(Beginning of Text for analysis)

The New Professionalism

September 7, 2017

When I first get out of bed the word unkempt comes to mind, mainly because my hair is unruly. But after I clean up you wouldn’t call me “kempt,” or my hair “ruly.”  These adjectives don’t, at least in modern use, yield words with opposite meaning by dropping the prefix “un-.”  The same appears to be the case with “unprofessional.”  When applied to a doctor, for example, it most often signifies behavior that is unethical, unbecoming, and unacceptable for a member of the medical profession.  But when someone does live up to those standards, we rarely use the term “professional” to describe them.  Professional in the affirmative more often is used in distinction to “amateur.”  As with the concepts of kemptness and ruliness (neither of which exists according to my spell checker), the concept of professionalism is most often acknowledged in the breach.  It is easier to note its absence than its presence, which makes it difficult to reinforce a positive notion of professionalism, one of six core competencies recognized as essential to becoming a successful physician.

(End of Text for analysis)
(Beginning of Data supplied)

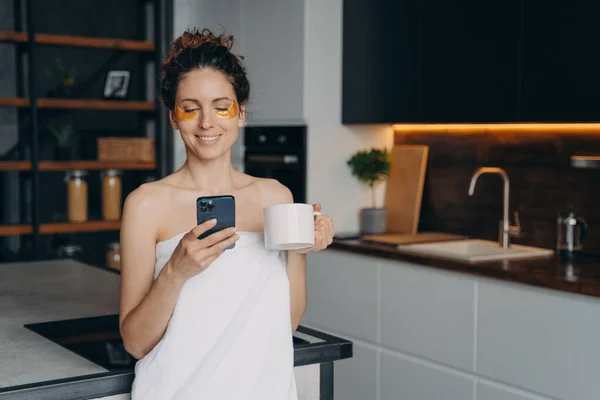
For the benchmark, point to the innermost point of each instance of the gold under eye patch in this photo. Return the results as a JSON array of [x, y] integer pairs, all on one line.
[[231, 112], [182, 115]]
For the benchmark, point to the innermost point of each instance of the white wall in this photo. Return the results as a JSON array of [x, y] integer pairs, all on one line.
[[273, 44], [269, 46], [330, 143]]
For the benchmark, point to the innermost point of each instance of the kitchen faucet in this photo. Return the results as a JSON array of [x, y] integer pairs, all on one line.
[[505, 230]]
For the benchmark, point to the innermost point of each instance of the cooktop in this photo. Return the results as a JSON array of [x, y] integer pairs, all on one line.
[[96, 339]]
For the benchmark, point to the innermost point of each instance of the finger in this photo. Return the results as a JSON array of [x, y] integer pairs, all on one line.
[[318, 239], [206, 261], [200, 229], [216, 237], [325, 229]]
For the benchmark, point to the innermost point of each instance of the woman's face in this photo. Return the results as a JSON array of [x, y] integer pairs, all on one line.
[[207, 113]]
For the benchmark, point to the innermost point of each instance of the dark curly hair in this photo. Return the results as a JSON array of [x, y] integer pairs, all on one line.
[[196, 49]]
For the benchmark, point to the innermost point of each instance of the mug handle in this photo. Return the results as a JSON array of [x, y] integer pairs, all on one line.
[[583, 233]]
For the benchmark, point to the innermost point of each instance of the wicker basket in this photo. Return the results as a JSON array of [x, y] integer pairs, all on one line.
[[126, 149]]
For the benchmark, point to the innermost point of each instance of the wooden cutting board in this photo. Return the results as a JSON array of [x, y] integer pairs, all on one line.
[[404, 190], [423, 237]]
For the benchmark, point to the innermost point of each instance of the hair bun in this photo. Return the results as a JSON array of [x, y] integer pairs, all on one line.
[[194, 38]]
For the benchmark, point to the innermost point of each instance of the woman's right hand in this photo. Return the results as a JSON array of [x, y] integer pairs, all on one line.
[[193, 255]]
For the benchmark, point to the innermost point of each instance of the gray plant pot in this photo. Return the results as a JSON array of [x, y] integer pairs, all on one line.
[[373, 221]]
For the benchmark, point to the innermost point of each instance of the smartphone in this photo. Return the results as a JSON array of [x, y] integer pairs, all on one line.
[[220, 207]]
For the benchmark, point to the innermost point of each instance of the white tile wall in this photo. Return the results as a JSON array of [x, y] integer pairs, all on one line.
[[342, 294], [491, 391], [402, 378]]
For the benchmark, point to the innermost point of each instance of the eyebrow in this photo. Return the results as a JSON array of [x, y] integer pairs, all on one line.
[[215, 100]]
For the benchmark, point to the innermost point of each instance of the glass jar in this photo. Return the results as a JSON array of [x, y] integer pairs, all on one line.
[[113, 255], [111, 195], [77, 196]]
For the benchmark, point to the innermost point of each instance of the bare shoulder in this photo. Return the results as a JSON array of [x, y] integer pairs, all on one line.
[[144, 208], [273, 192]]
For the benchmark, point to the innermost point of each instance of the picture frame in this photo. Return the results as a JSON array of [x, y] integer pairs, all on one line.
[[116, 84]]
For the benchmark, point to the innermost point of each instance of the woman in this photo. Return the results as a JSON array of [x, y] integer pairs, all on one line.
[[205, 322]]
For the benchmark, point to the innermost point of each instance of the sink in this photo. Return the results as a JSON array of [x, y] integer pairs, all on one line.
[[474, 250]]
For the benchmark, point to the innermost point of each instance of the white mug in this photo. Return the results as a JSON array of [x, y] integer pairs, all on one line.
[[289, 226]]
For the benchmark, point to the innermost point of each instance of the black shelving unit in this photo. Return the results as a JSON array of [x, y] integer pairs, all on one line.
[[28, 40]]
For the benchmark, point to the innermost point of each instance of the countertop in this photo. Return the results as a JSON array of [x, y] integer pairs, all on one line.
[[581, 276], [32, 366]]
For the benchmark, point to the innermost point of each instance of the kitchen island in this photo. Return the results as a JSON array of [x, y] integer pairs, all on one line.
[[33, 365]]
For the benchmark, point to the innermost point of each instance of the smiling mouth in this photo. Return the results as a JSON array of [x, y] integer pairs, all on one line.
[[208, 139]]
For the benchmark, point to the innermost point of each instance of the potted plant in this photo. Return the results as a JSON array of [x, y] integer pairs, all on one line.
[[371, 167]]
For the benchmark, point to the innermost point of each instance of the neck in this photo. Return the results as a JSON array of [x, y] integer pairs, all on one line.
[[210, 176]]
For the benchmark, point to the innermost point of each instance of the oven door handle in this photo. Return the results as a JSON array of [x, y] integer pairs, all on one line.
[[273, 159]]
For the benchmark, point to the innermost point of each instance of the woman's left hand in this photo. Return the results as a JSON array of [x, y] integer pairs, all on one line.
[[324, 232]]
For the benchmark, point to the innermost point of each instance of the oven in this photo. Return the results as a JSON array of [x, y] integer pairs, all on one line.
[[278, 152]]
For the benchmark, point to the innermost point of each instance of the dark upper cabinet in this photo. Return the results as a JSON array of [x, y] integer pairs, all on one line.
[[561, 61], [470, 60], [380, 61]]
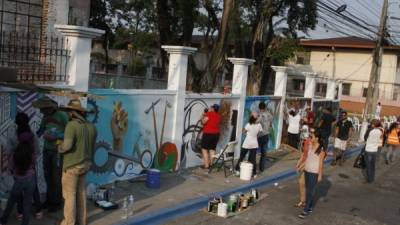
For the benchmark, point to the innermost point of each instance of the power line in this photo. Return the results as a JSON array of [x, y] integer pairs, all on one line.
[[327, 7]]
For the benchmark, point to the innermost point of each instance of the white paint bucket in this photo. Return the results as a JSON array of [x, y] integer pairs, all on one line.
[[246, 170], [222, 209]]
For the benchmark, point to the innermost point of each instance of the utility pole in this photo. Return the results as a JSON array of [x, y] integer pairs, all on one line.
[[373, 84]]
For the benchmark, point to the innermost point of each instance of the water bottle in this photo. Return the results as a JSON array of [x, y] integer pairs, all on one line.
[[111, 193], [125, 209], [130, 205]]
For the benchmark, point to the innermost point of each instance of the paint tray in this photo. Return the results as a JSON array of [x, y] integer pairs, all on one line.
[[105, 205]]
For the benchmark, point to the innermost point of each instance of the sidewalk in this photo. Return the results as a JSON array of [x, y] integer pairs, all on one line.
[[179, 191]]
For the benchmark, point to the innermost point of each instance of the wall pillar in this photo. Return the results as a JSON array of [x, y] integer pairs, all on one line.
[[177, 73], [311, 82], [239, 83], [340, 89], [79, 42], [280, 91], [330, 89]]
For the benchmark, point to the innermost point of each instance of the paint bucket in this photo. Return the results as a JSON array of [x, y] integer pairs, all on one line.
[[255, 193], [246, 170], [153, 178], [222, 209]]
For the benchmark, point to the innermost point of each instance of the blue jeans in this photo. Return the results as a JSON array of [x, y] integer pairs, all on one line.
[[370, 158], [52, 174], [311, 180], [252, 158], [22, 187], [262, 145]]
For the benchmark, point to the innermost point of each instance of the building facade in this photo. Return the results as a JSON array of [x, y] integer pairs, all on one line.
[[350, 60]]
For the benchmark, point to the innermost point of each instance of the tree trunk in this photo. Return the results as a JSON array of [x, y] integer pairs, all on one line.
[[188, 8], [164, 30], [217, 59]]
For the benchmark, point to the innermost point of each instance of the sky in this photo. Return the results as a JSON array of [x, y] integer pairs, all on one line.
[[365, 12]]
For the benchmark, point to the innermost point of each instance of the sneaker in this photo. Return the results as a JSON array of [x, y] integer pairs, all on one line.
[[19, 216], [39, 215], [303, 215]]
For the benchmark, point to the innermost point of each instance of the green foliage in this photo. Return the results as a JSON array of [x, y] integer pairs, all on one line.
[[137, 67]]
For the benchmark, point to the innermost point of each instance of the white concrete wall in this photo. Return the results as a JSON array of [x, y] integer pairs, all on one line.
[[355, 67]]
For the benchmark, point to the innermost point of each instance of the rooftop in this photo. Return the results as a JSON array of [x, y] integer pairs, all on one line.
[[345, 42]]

(End of Data supplied)

[Activity 1]:
Answer these questions about the piece on professionalism:
(a) Why does the word "unkempt" come to mind when the writer first gets out of bed?
(b) In its affirmative use, "professional" is more often used in distinction to what word?
(c) Professionalism is one of how many core competencies recognized as essential to becoming a successful physician?
[Activity 2]: The piece on professionalism names words beginning with "un-" that do not, in modern use, yield a word with the opposite meaning when the prefix is dropped. List every one of them.

[Response box 1]:
(a) Because the writer's hair is unruly.
(b) "Amateur."
(c) Six.

[Response box 2]:
- unkempt
- unruly
- unprofessional